# Problem:
Put every nonblank line of the listing below into a Markdown table with the columns Row and Line, numbering the rows from 1. Leave out the pictures.

= = = = = = =

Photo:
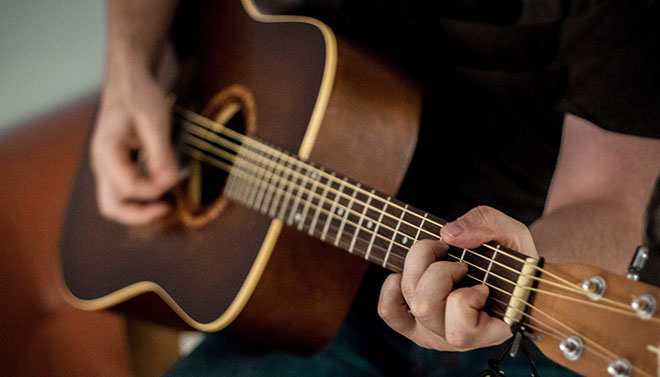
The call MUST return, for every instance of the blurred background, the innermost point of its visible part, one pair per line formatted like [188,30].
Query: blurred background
[51,53]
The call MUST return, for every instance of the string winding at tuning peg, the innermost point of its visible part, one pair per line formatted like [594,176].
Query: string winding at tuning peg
[520,335]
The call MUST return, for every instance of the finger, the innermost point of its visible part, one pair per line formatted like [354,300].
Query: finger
[393,309]
[420,256]
[428,302]
[467,325]
[484,224]
[113,208]
[153,128]
[112,163]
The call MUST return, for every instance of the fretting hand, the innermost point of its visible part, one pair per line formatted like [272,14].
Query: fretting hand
[133,116]
[421,304]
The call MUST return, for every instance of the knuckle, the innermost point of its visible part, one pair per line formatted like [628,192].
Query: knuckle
[421,309]
[457,339]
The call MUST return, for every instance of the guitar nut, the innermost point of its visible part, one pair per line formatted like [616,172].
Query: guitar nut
[644,306]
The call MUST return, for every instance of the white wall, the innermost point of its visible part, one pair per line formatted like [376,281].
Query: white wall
[51,52]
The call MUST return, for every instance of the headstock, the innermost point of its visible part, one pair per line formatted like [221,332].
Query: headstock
[594,323]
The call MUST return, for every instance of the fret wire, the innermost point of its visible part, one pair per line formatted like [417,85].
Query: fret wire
[332,180]
[343,221]
[279,154]
[359,225]
[255,191]
[396,230]
[248,195]
[303,217]
[288,193]
[296,201]
[373,237]
[316,213]
[490,265]
[380,220]
[333,207]
[421,225]
[277,196]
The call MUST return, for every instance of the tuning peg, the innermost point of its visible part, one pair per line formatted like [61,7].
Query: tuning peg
[594,287]
[638,262]
[572,347]
[620,368]
[644,306]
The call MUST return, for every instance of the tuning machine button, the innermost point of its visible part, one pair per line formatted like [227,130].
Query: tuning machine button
[638,262]
[572,347]
[620,368]
[644,306]
[594,287]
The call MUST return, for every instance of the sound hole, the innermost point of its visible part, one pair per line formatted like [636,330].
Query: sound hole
[202,194]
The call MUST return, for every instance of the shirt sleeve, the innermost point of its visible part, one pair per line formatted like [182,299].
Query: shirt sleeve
[611,50]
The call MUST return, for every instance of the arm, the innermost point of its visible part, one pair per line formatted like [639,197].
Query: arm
[594,213]
[133,114]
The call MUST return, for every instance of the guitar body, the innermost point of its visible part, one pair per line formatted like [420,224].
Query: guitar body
[298,88]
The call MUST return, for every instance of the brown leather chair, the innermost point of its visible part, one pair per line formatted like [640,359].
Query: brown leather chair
[41,334]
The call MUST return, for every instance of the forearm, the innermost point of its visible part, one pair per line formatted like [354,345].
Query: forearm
[598,233]
[136,32]
[597,201]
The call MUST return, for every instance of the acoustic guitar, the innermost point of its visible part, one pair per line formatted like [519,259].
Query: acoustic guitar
[257,236]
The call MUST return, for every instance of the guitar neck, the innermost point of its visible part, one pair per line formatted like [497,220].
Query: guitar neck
[338,210]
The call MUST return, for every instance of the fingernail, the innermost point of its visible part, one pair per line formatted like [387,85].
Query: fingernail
[454,229]
[482,289]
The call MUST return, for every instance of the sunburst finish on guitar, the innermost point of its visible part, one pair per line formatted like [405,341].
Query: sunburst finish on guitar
[221,260]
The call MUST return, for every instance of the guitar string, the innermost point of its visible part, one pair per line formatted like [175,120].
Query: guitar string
[212,126]
[569,298]
[559,322]
[569,286]
[550,293]
[223,154]
[288,194]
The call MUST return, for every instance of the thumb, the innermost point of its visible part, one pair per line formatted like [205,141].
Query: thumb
[484,224]
[154,131]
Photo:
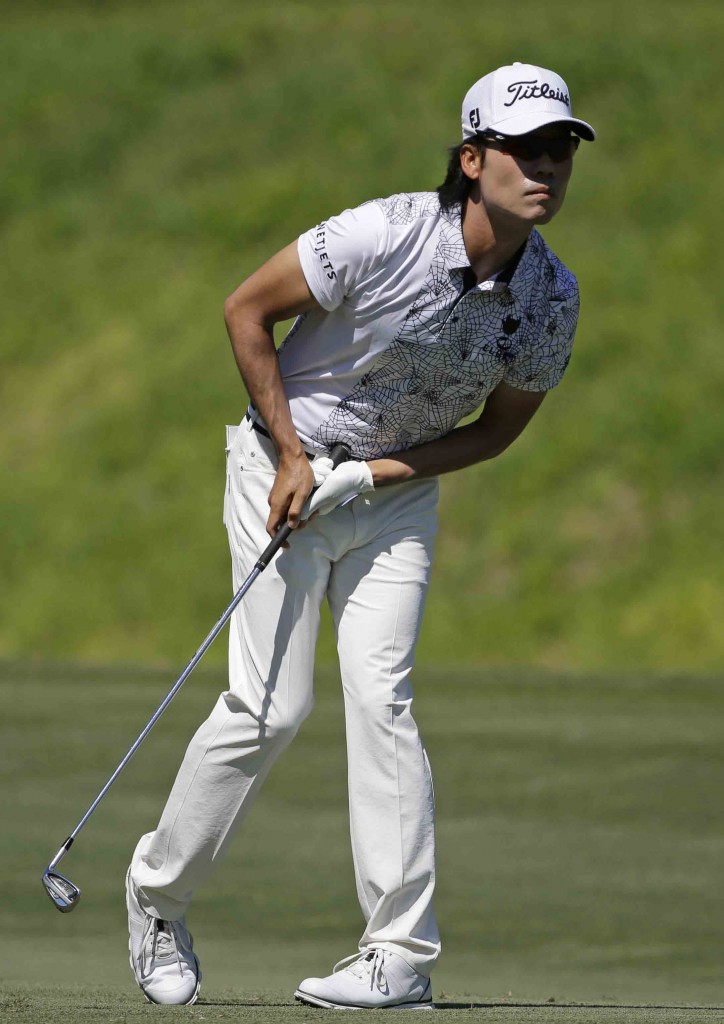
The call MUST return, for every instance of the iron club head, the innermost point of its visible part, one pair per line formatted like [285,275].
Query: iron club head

= = = = = = =

# Correct answer:
| Row | Line |
|---|---|
| 1 | Photo: |
| 2 | The call MUST return, for every instance of the blurred background, the innermost point of its visible part, one pair per line formatted like [188,30]. |
| 3 | Query: blurred background |
| 4 | [51,53] |
| 5 | The call MUST return, for every instance of the string winding at tuning peg, the innermost point of its visible part, one pair per line formatted like [594,176]. |
| 6 | Query: string winding at tuning peg |
| 7 | [520,335] |
| 8 | The call MUST return, for every instance of the finger, the innermost point of its visible part, one pair per line formatted like [354,300]. |
| 9 | Query: finger |
| 10 | [393,309] |
| 11 | [420,256] |
| 12 | [428,302] |
| 13 | [467,325] |
| 14 | [484,224] |
| 15 | [113,208] |
| 16 | [153,128] |
| 17 | [112,163] |
| 18 | The call MUST return, for every instance of the fretting hand, the innermost point of its visible part, one pair per line formatted like [272,14]. |
| 19 | Query: fretting hand |
| 20 | [133,116] |
| 21 | [421,304] |
| 22 | The call MUST return, for every instance of the knuckle, the innermost point of its visible part, one pair per line formatted like [628,192]. |
| 23 | Query: knuckle |
| 24 | [421,309] |
| 25 | [457,339] |
| 26 | The call MUST return, for every instance of the guitar nut, the innermost point of its visible part, one pair per line formatted like [616,172]. |
| 27 | Query: guitar nut |
| 28 | [644,306] |
| 29 | The call MUST return, for every instance of the white wall, the innermost point of its visible part, one pair per line formatted like [376,281]. |
| 30 | Query: white wall |
| 31 | [51,52] |
| 32 | The call MUST return, for every instance of the headstock, the innermost point of its visible part, one pair per line formatted like [221,332]. |
| 33 | Query: headstock |
| 34 | [594,323] |
| 35 | The call MUST return, for every instance of the fret wire, the innermost point of its visible part, one pair per line formatted like [417,85]. |
| 36 | Query: fret wire |
| 37 | [332,180] |
| 38 | [343,221] |
| 39 | [279,154] |
| 40 | [359,225] |
| 41 | [255,191] |
| 42 | [396,230] |
| 43 | [248,195] |
| 44 | [303,217] |
| 45 | [288,193] |
| 46 | [296,201] |
| 47 | [373,237] |
| 48 | [316,213] |
| 49 | [490,265] |
| 50 | [380,220] |
| 51 | [333,207] |
| 52 | [421,225] |
| 53 | [277,196] |
| 54 | The call MUST return, for every instance of the tuning peg, the innermost point of its visible part, one pair per line formatted like [61,7]. |
| 55 | Query: tuning peg |
| 56 | [594,287] |
| 57 | [638,262] |
| 58 | [572,347] |
| 59 | [620,368] |
| 60 | [644,306] |
| 61 | The call MUST return, for every instance of the tuning machine button, the innermost point of its visible part, one pair per line formatted like [227,130]. |
| 62 | Query: tuning machine button |
| 63 | [638,262] |
| 64 | [572,347] |
| 65 | [620,368] |
| 66 | [644,306] |
| 67 | [594,287] |
| 68 | The call MUST return, for every instance of the sound hole, the innermost point of its visible part, one pair per line formatted like [636,330]. |
| 69 | Query: sound hole |
| 70 | [202,194] |
| 71 | The call MUST return, for every instance of the shirt sleeve, the innermost point of its visible part, one pair per line formatted like [182,299]. |
| 72 | Query: shirt sleeve |
| 73 | [611,50] |
| 74 | The call MUST return, for every instance of the arm, the innermost point of its visible part, one pair per line formatted like [639,197]. |
| 75 | Query: arm |
| 76 | [594,213] |
| 77 | [133,114] |
| 78 | The call MUST return, for every instance of the guitar body, the innermost point of its visible part, one pair per line formatted like [420,224]. |
| 79 | Query: guitar body |
| 80 | [298,88] |
| 81 | The call MUST return, for every instance of the brown leather chair, the innermost point of its visible part, one pair per line formatted like [640,359]. |
| 82 | Query: brown leather chair |
| 83 | [41,334] |
| 84 | The call MUST return, for every instance of the forearm, the innermost point of its visible part, one pair per line formatted like [354,345]. |
| 85 | Query: forearm |
| 86 | [598,233] |
| 87 | [136,32] |
| 88 | [597,201] |
| 89 | The call MUST return, for every instance of the acoustic guitar, the innermost point of its visible part, one pair per line formatted like [519,259]. |
| 90 | Query: acoustic guitar |
| 91 | [257,236] |
| 92 | The call MUST return, for every instance of the guitar neck, the innermost point of its visible part, one pair per line formatted like [497,220]. |
| 93 | Query: guitar neck |
| 94 | [338,210] |
| 95 | The call MUST return, for every instance of the fingernail, the innermost point of its visible part, one pair per line formatted like [387,85]. |
| 96 | Query: fingernail |
| 97 | [454,229] |
| 98 | [482,289] |
| 99 | The call MUST return, for every instance of the sunburst finish on guitar, the innermost point of its visible part, one pair per line formatted like [405,341]. |
| 100 | Query: sunburst finish on guitar |
| 101 | [221,260] |
| 102 | The call MUST return, for every instance of the guitar string, the innermost point of its visible part, one pair per line formatted like [175,120]. |
| 103 | Query: guitar string |
| 104 | [212,126] |
| 105 | [569,298] |
| 106 | [559,322] |
| 107 | [569,286] |
| 108 | [550,293] |
| 109 | [223,154] |
| 110 | [288,194] |
| 111 | The call MUST return, for every instance of the thumb, the innermost point of its visible part, one pair per line formatted like [205,141]. |
| 112 | Query: thumb |
| 113 | [484,224] |
| 114 | [154,131] |
| 115 | Photo: |
| 116 | The call MUST return, for every instance of the iron club head, the innermost point of its visible part, one pair per line formatted like [285,275]. |
| 117 | Query: iron club head |